Named-object pointing material:

----

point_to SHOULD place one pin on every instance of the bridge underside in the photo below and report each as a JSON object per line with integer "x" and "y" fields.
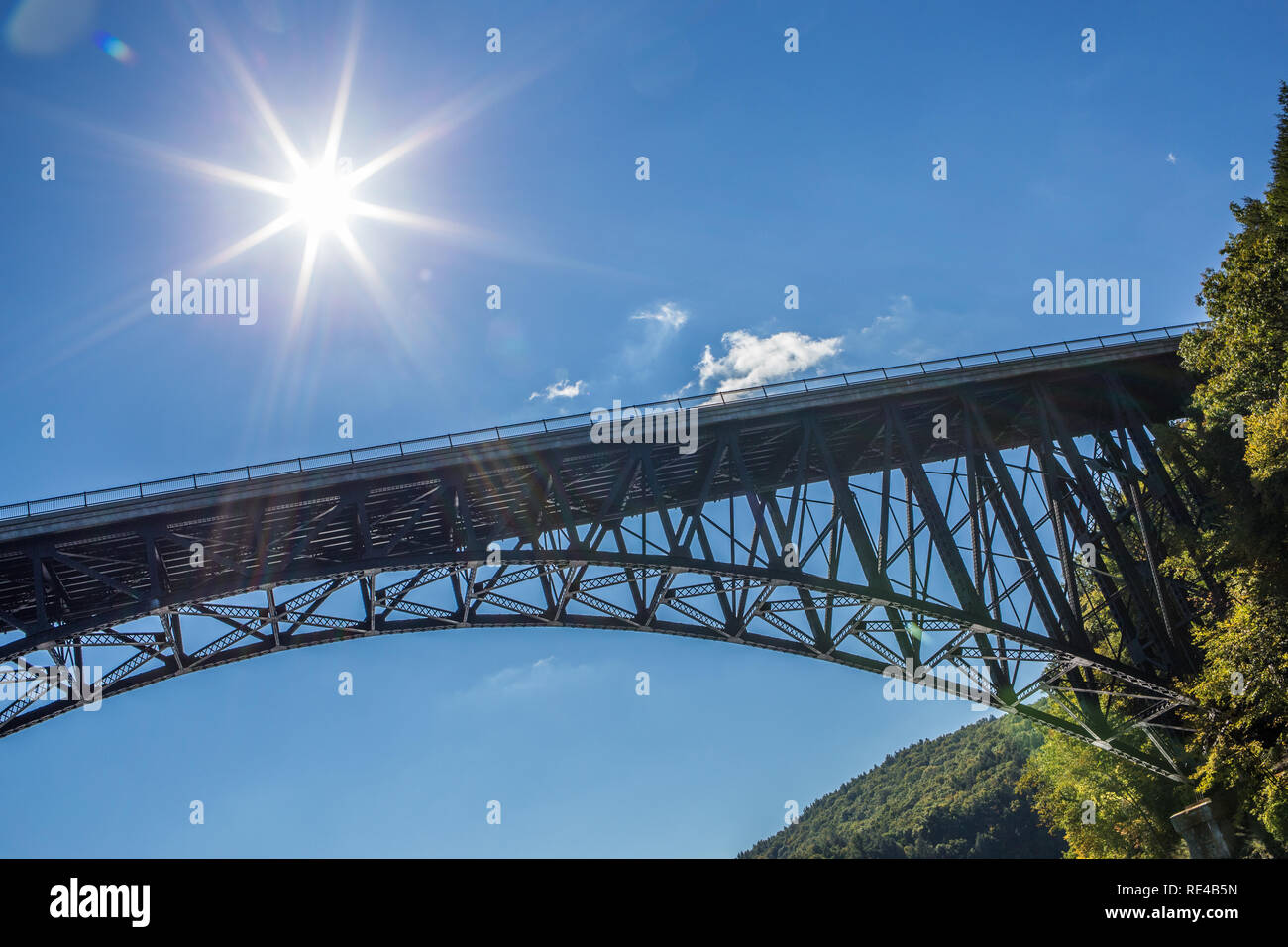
{"x": 1004, "y": 528}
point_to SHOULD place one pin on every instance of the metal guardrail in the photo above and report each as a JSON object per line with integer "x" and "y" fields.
{"x": 851, "y": 379}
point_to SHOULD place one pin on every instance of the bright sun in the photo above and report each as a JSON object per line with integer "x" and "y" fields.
{"x": 320, "y": 198}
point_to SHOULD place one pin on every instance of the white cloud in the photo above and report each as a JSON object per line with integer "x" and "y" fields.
{"x": 518, "y": 681}
{"x": 901, "y": 334}
{"x": 754, "y": 360}
{"x": 668, "y": 315}
{"x": 561, "y": 389}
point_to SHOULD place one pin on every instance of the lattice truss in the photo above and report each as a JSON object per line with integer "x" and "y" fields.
{"x": 1029, "y": 570}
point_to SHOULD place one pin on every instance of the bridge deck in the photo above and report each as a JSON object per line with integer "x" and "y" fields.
{"x": 443, "y": 499}
{"x": 1145, "y": 359}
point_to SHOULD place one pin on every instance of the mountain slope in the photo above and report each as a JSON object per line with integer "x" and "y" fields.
{"x": 952, "y": 796}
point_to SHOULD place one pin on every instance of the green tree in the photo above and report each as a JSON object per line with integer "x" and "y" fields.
{"x": 1240, "y": 363}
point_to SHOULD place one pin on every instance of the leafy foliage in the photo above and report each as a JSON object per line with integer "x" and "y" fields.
{"x": 952, "y": 796}
{"x": 1240, "y": 361}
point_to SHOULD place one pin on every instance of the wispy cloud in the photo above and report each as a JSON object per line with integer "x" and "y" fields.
{"x": 900, "y": 334}
{"x": 561, "y": 389}
{"x": 519, "y": 681}
{"x": 751, "y": 360}
{"x": 668, "y": 315}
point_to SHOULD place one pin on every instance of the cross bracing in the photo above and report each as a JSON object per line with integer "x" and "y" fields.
{"x": 1003, "y": 523}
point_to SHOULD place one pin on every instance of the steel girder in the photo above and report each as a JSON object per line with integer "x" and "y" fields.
{"x": 1010, "y": 534}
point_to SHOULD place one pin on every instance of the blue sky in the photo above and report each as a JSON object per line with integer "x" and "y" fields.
{"x": 767, "y": 169}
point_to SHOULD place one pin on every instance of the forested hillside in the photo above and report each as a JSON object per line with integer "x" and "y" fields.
{"x": 952, "y": 796}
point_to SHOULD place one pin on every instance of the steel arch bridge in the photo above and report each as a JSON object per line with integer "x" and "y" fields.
{"x": 999, "y": 519}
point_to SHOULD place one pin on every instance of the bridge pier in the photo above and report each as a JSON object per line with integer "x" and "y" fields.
{"x": 1206, "y": 830}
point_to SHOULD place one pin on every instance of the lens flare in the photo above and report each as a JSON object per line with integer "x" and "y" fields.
{"x": 115, "y": 47}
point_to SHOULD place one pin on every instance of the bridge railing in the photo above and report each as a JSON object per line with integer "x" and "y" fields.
{"x": 850, "y": 379}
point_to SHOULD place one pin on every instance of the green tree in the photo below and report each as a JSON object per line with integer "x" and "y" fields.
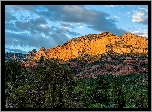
{"x": 52, "y": 87}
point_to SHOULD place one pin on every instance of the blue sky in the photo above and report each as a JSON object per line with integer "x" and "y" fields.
{"x": 30, "y": 27}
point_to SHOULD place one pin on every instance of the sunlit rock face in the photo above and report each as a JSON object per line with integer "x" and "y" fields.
{"x": 94, "y": 44}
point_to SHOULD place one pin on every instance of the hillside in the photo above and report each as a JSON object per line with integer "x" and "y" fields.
{"x": 95, "y": 44}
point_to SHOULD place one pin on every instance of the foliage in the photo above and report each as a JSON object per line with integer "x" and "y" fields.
{"x": 108, "y": 91}
{"x": 52, "y": 86}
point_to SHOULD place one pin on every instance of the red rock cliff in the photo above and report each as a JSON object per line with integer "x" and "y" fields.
{"x": 94, "y": 44}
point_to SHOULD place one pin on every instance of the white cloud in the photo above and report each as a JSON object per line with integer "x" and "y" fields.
{"x": 116, "y": 17}
{"x": 81, "y": 27}
{"x": 140, "y": 17}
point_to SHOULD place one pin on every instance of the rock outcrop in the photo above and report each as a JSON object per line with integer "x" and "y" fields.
{"x": 94, "y": 44}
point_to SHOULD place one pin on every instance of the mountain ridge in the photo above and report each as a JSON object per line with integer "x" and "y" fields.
{"x": 94, "y": 44}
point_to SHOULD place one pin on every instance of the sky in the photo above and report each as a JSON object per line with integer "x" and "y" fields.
{"x": 29, "y": 27}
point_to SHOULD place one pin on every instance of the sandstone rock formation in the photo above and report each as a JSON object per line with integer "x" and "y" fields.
{"x": 94, "y": 44}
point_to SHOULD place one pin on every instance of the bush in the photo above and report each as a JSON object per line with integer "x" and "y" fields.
{"x": 52, "y": 87}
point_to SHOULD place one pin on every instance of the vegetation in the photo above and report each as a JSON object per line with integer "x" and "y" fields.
{"x": 108, "y": 91}
{"x": 50, "y": 85}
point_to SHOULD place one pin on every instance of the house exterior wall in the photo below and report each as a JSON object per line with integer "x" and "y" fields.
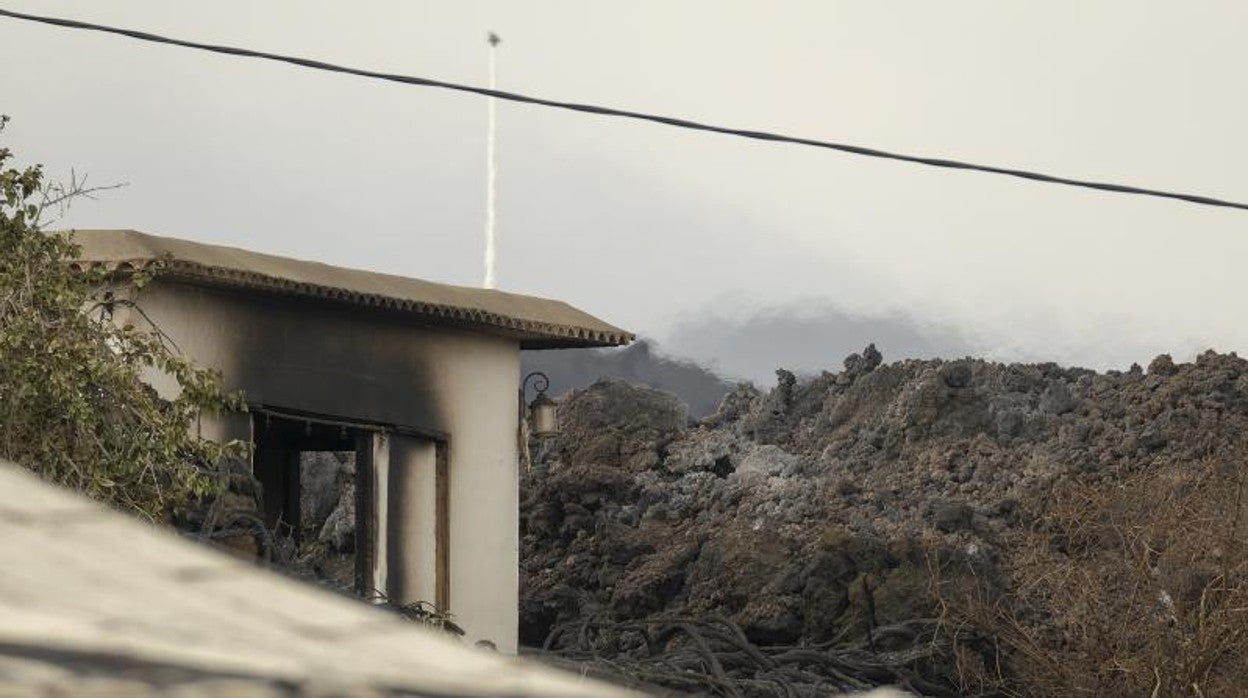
{"x": 361, "y": 365}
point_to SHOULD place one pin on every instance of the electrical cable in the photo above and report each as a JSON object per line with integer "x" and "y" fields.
{"x": 637, "y": 115}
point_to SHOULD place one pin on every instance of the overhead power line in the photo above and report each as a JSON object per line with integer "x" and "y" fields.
{"x": 637, "y": 115}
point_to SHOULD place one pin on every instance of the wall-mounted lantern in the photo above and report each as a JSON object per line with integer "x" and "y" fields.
{"x": 543, "y": 411}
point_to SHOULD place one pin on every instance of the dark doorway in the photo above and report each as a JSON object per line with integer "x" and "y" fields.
{"x": 308, "y": 473}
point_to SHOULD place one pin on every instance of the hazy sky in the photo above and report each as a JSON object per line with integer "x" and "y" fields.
{"x": 665, "y": 231}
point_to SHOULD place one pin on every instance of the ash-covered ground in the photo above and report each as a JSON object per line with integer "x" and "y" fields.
{"x": 821, "y": 512}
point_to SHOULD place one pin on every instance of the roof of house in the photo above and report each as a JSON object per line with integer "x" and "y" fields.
{"x": 91, "y": 596}
{"x": 536, "y": 322}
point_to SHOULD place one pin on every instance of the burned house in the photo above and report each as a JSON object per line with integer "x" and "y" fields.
{"x": 416, "y": 382}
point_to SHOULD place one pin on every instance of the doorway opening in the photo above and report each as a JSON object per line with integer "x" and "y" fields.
{"x": 307, "y": 471}
{"x": 358, "y": 507}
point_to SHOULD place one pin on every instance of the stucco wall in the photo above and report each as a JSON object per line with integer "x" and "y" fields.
{"x": 362, "y": 365}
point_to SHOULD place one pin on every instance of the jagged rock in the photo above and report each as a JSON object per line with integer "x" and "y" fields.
{"x": 338, "y": 531}
{"x": 1057, "y": 398}
{"x": 776, "y": 510}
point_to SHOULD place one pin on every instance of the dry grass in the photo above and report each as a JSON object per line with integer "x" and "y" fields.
{"x": 1132, "y": 587}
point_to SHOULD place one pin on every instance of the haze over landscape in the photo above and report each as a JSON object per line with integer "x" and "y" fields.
{"x": 740, "y": 255}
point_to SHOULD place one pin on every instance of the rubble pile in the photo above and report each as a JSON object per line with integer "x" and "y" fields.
{"x": 826, "y": 507}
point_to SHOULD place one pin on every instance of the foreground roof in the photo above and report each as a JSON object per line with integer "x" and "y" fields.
{"x": 537, "y": 322}
{"x": 89, "y": 596}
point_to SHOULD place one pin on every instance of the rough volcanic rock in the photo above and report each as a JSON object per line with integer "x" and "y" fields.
{"x": 821, "y": 506}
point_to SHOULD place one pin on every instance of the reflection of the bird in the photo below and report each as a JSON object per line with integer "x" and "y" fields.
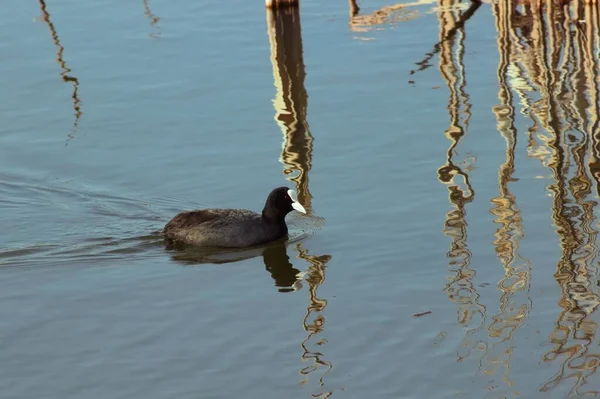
{"x": 291, "y": 102}
{"x": 277, "y": 262}
{"x": 460, "y": 288}
{"x": 548, "y": 51}
{"x": 63, "y": 65}
{"x": 153, "y": 19}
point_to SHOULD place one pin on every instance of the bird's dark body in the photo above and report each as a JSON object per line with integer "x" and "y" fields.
{"x": 232, "y": 228}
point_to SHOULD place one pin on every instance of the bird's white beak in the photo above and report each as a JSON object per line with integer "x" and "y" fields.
{"x": 295, "y": 204}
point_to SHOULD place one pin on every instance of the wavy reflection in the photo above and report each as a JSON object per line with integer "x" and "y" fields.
{"x": 291, "y": 102}
{"x": 515, "y": 300}
{"x": 447, "y": 34}
{"x": 454, "y": 173}
{"x": 388, "y": 15}
{"x": 551, "y": 63}
{"x": 153, "y": 19}
{"x": 314, "y": 323}
{"x": 277, "y": 262}
{"x": 63, "y": 65}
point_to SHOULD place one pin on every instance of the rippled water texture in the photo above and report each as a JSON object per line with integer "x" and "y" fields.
{"x": 447, "y": 154}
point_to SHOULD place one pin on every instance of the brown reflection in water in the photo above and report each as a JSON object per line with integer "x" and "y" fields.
{"x": 388, "y": 15}
{"x": 354, "y": 8}
{"x": 460, "y": 288}
{"x": 515, "y": 300}
{"x": 63, "y": 65}
{"x": 290, "y": 105}
{"x": 447, "y": 34}
{"x": 291, "y": 100}
{"x": 314, "y": 322}
{"x": 153, "y": 20}
{"x": 553, "y": 55}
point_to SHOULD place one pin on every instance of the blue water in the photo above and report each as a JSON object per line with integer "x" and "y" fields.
{"x": 450, "y": 246}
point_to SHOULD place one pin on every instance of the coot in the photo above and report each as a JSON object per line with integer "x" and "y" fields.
{"x": 235, "y": 228}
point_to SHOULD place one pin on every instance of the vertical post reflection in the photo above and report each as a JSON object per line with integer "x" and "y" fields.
{"x": 460, "y": 288}
{"x": 553, "y": 54}
{"x": 153, "y": 19}
{"x": 290, "y": 114}
{"x": 515, "y": 301}
{"x": 64, "y": 74}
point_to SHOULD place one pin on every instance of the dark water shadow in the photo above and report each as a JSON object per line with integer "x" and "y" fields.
{"x": 277, "y": 262}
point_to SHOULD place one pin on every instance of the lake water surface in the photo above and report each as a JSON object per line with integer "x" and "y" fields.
{"x": 448, "y": 154}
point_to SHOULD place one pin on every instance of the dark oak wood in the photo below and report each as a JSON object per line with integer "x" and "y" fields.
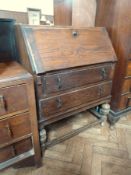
{"x": 53, "y": 106}
{"x": 18, "y": 120}
{"x": 69, "y": 79}
{"x": 72, "y": 67}
{"x": 63, "y": 12}
{"x": 8, "y": 49}
{"x": 81, "y": 47}
{"x": 115, "y": 16}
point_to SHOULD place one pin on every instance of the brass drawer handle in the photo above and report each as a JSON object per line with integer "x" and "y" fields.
{"x": 9, "y": 130}
{"x": 74, "y": 34}
{"x": 2, "y": 102}
{"x": 58, "y": 102}
{"x": 103, "y": 73}
{"x": 59, "y": 84}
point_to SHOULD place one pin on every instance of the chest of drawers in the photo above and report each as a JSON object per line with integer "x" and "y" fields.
{"x": 19, "y": 138}
{"x": 115, "y": 16}
{"x": 72, "y": 68}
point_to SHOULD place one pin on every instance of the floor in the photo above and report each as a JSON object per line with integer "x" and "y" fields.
{"x": 96, "y": 151}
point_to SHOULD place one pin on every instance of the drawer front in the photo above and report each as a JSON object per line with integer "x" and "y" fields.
{"x": 63, "y": 103}
{"x": 13, "y": 99}
{"x": 6, "y": 153}
{"x": 14, "y": 128}
{"x": 76, "y": 78}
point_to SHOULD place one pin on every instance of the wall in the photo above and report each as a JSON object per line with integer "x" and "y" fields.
{"x": 84, "y": 13}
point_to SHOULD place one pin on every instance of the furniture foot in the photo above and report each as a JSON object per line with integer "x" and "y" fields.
{"x": 101, "y": 112}
{"x": 43, "y": 136}
{"x": 113, "y": 119}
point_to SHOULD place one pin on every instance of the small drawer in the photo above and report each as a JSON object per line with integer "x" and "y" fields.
{"x": 62, "y": 103}
{"x": 6, "y": 153}
{"x": 53, "y": 83}
{"x": 15, "y": 149}
{"x": 13, "y": 99}
{"x": 14, "y": 127}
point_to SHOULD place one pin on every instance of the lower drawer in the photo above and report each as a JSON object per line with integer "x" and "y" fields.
{"x": 14, "y": 127}
{"x": 15, "y": 149}
{"x": 53, "y": 106}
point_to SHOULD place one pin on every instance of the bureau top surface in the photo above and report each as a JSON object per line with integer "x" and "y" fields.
{"x": 12, "y": 71}
{"x": 55, "y": 48}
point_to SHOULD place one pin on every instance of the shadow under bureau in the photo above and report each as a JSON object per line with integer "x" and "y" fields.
{"x": 73, "y": 68}
{"x": 19, "y": 139}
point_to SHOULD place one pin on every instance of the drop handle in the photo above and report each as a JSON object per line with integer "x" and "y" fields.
{"x": 59, "y": 84}
{"x": 58, "y": 102}
{"x": 74, "y": 33}
{"x": 9, "y": 130}
{"x": 2, "y": 102}
{"x": 103, "y": 73}
{"x": 100, "y": 91}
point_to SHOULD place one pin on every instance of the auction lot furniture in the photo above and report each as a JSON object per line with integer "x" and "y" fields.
{"x": 18, "y": 122}
{"x": 72, "y": 67}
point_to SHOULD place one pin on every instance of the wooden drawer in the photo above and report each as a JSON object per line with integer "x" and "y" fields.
{"x": 15, "y": 127}
{"x": 76, "y": 78}
{"x": 60, "y": 104}
{"x": 15, "y": 149}
{"x": 13, "y": 99}
{"x": 6, "y": 153}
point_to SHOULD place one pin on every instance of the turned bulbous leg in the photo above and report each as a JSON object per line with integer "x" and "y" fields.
{"x": 104, "y": 111}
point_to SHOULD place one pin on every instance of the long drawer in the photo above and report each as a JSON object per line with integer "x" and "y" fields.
{"x": 52, "y": 106}
{"x": 70, "y": 79}
{"x": 13, "y": 99}
{"x": 14, "y": 128}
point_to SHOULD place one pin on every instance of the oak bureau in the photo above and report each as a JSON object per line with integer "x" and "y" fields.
{"x": 19, "y": 139}
{"x": 116, "y": 17}
{"x": 72, "y": 68}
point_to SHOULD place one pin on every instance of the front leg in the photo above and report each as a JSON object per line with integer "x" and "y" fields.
{"x": 104, "y": 112}
{"x": 101, "y": 112}
{"x": 43, "y": 136}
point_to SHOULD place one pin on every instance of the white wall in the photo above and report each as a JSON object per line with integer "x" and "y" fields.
{"x": 21, "y": 5}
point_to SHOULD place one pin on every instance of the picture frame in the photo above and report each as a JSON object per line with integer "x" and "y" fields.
{"x": 34, "y": 16}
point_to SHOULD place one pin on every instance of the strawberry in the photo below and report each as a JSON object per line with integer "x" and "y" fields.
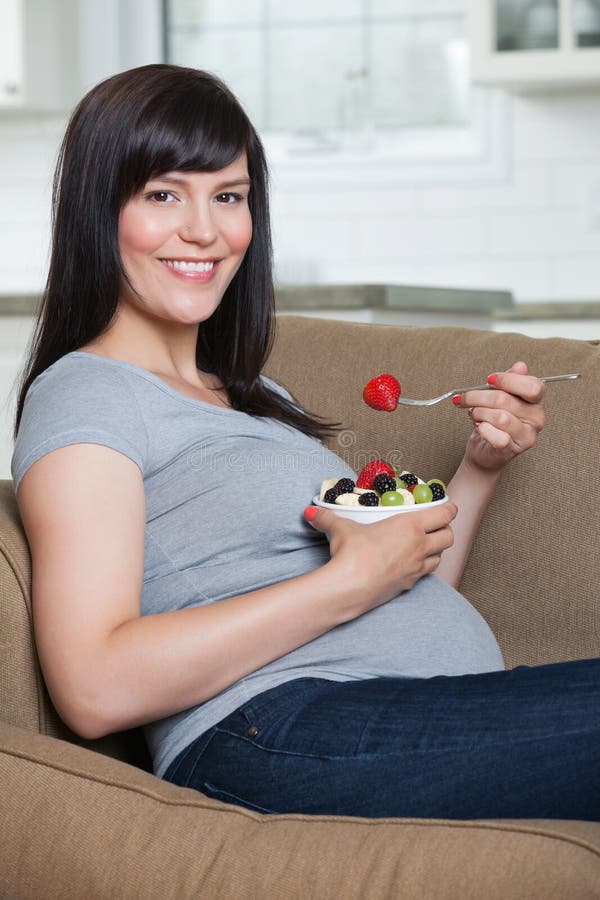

----

Return every line of the material above that contains the string "exterior".

» **Answer to this problem**:
point_to SHOULD place one pin on every instance of the house exterior wall in the photo below and report each as a JSON object per line with integer "x" and "y" fields.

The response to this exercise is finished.